Pagina:
━━━━━━━━

Anche l'etrusco è investito di improvvisa luce da queste ricerche. Ad esempio
molti toponimi che risalgono a influenza etrusca hanno una terminazione in -enna.
Sono località affacciate a corsi di acqua, nella nostra lingua accadica enu
significa sorgente, in semitico 'ain.
Il nome etnico etrusco, Rasenna, che ha il senso di Tirreno, lascia
pensare alla terra dei lucumoni, dei capi: alle dodici città confederate
etrusche. Rasenna è di tipica origine mediorientale: in accadico rasu
significa capo. Lo stesso significato ha il nome Tirreno, in greco Tyrsenos,
che nella antichissima lingua mesopotamica torna come turtennu: la s del
greco tyrseos corrisponde, per il fenomeno di assibilazione a t
originaria. Il nome etrusco clan, che significa figlio, ha la stessa
origine del nome latino cliens: il cliente, il piccolo rispetto al
patrone. Nessuno avrebbe immaginato che clan: il figlio, l'inferiore, sia
corrispondente al latino calo, con gli stessi significati; e nessuno poté
accostare queste voci, latina e etrusca, all'accadico qalum, l'inferiore,
il piccolo. Al latino calo, calonis risale il napoletano guaglione.

━━━━━━━━

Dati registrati

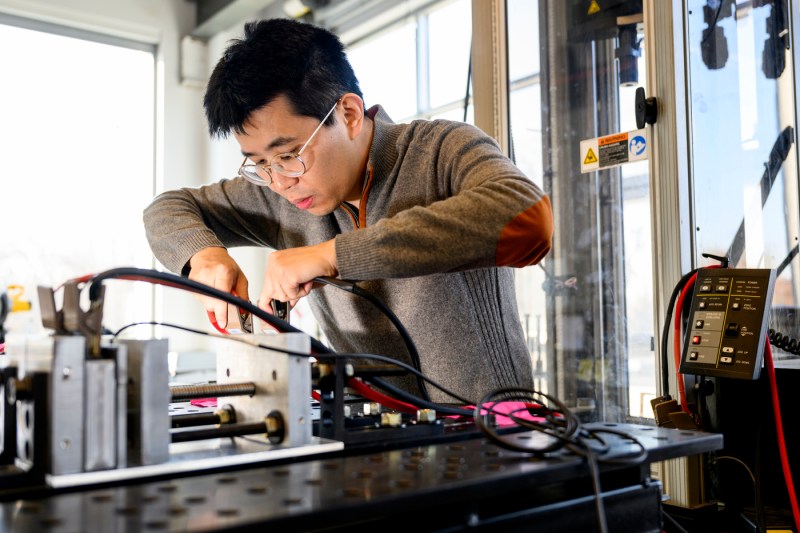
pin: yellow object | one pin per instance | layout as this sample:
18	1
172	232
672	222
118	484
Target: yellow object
15	293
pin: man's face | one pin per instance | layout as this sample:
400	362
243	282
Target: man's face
332	173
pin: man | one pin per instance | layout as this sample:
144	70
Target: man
425	216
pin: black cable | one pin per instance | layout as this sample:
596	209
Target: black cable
672	521
469	79
350	286
410	398
244	339
137	274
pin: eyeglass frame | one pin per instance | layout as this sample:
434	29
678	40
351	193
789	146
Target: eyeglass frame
268	168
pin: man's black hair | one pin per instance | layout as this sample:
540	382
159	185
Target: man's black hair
275	57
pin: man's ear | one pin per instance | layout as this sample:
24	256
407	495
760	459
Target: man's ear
353	107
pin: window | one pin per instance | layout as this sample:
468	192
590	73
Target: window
420	67
78	159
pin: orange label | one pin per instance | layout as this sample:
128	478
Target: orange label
619	137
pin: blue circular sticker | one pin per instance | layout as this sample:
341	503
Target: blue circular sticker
638	145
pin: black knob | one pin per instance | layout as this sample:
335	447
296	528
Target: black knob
646	109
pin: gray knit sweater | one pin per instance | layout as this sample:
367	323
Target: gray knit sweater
443	216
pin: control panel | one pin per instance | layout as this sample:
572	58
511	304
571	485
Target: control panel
728	322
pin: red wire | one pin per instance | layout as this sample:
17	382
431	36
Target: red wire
370	393
676	343
776	408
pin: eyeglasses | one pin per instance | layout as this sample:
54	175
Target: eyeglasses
287	164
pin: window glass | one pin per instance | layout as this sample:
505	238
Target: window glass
77	164
386	69
587	309
450	32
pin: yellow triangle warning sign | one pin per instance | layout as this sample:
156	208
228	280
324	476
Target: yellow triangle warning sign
590	157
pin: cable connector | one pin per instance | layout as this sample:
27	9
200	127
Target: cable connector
668	414
723	260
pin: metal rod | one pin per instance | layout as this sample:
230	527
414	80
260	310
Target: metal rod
227	430
194	419
211	390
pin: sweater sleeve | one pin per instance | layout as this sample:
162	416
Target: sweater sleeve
457	203
229	213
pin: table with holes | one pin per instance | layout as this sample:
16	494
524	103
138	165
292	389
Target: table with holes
473	483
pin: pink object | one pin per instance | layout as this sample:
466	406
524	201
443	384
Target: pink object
204	402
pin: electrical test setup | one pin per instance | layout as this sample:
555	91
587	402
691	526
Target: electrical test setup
300	438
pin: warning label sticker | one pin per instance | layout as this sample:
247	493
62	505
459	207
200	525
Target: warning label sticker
613	150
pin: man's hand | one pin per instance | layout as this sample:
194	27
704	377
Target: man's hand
290	273
216	268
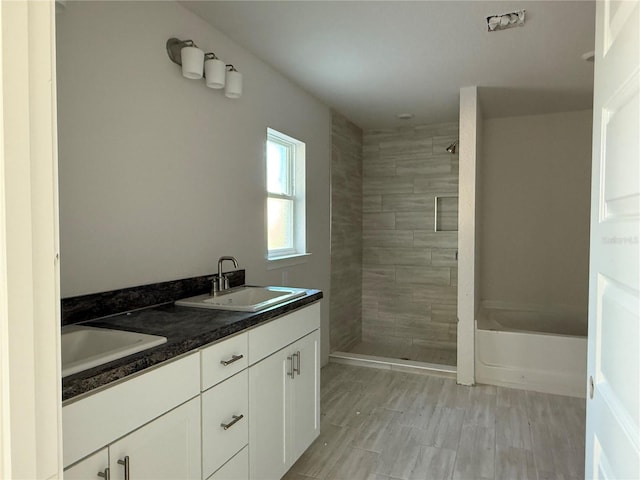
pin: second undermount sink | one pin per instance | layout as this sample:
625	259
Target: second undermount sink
244	298
87	347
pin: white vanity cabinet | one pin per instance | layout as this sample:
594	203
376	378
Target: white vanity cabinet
150	425
225	402
245	407
284	397
165	449
93	467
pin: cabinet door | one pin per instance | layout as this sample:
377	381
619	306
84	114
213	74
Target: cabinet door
166	448
89	468
267	407
235	469
304	398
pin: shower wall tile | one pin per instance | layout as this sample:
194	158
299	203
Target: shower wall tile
435	239
372	203
396	256
423	165
435	294
346	300
387	185
442	183
409	270
408	203
444	257
444	313
387	238
423	276
423	220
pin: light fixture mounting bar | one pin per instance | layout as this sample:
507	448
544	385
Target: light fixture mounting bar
505	20
174	48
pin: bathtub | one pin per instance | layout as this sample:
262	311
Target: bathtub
545	351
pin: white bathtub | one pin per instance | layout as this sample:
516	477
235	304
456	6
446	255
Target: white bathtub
532	350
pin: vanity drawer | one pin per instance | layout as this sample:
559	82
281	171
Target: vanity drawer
225	404
276	334
223	359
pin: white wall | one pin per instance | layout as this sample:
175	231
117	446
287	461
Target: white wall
159	175
535	214
30	389
469	156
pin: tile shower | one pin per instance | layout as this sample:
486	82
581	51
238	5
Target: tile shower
409	270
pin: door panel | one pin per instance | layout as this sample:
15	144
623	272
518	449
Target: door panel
305	399
166	448
267	408
613	411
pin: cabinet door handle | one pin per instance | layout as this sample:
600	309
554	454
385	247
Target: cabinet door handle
125	463
236	419
292	373
297	355
105	474
234	358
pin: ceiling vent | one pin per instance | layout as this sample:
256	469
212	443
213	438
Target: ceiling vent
505	20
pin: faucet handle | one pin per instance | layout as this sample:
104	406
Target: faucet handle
215	285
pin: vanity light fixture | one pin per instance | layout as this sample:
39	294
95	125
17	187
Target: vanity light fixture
233	88
506	20
196	64
214	70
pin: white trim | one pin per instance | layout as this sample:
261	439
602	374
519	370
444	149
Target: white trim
274	263
297	180
5	407
30	322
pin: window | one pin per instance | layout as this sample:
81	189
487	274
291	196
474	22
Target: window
285	196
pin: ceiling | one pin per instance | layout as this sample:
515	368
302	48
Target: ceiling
371	60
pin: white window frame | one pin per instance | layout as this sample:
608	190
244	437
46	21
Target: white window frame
296	150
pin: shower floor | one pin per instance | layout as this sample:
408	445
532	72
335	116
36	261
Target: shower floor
417	354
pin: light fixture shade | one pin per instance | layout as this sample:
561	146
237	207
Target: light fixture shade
192	61
215	71
233	88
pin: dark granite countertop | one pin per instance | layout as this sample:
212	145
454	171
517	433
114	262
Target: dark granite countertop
186	329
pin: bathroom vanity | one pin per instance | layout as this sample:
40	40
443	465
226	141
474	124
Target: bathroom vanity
231	395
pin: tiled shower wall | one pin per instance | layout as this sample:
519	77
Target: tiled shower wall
409	270
346	234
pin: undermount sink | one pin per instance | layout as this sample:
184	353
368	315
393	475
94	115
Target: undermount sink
86	347
244	298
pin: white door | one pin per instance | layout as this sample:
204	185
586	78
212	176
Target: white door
613	404
167	448
305	395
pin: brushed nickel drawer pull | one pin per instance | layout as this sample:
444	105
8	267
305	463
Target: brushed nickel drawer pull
106	474
236	419
292	373
234	358
125	464
297	355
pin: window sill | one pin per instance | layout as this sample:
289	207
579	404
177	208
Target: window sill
274	263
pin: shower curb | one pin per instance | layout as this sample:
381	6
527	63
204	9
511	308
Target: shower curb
384	363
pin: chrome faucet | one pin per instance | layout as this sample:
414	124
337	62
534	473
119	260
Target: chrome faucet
221	283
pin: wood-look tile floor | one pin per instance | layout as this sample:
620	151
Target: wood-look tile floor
387	425
440	356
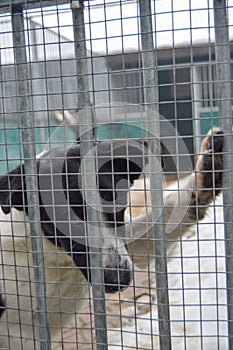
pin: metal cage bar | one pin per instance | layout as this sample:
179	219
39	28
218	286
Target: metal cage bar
87	148
28	141
225	112
150	81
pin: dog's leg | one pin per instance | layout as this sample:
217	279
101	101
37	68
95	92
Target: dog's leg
185	202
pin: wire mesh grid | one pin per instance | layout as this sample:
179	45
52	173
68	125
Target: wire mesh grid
116	199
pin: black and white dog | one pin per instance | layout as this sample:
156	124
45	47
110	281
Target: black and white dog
63	222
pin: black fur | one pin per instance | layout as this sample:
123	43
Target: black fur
59	176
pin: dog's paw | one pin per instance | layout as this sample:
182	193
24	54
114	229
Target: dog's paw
210	162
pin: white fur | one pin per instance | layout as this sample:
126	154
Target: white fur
66	286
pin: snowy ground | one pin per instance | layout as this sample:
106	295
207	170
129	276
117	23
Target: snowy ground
197	295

━━━━━━━━

Consegna: Prosegui il testo sull'etrusco partendo subito dopo la sua ultima frase. Le voci non hanno nessun legame con il testo sull'etrusco.

Risposta:
Per restare all'etrusco, si sono scritte infinite pagine sul personaggio phersu
della tomba degli auguri, in Tarquinia, e si è pensato che dovesse
significare: maschera, in una ipotizzata rappresentazione teatrale: come se gli
etruschi, nel sesto secolo a. C. potessero vantare un teatro. Non si era capito
che il personaggio armato di clava, nello stesso dipinto, era Ercole e che il
cane minaccioso accanto era il cane dell'Averno, Cerbero. Il segreto per
decriptare il significato della scena è in Omero, dove si accenna alla discesa
di Ercole all'Ade, per portar via l'odioso cane, simbolo di morte: e la scena è
il trionfo sulla morte, che il semidio Ercole celebra anche nel dramma greco, di
Euripide, l'Alcesti.
L'esigenza scientifica di tale nuova linguistica è andata sempre più
dilatandosi da quando, in un lungo articolo sul londinese "The Guardian",
il 15 dicembre 1979, George Armstrong scrisse (riferendo la testimonianza di un
grande studioso di antichità, Aldo Neppi Modona) che la nostra nuova visione
storica era destinata a costituire una benefica rivoluzione culturale che, più
di cinquant'anni prima, avrebbe potuto evitare il frutto di una fatale
ignoranza, le leggi razziali.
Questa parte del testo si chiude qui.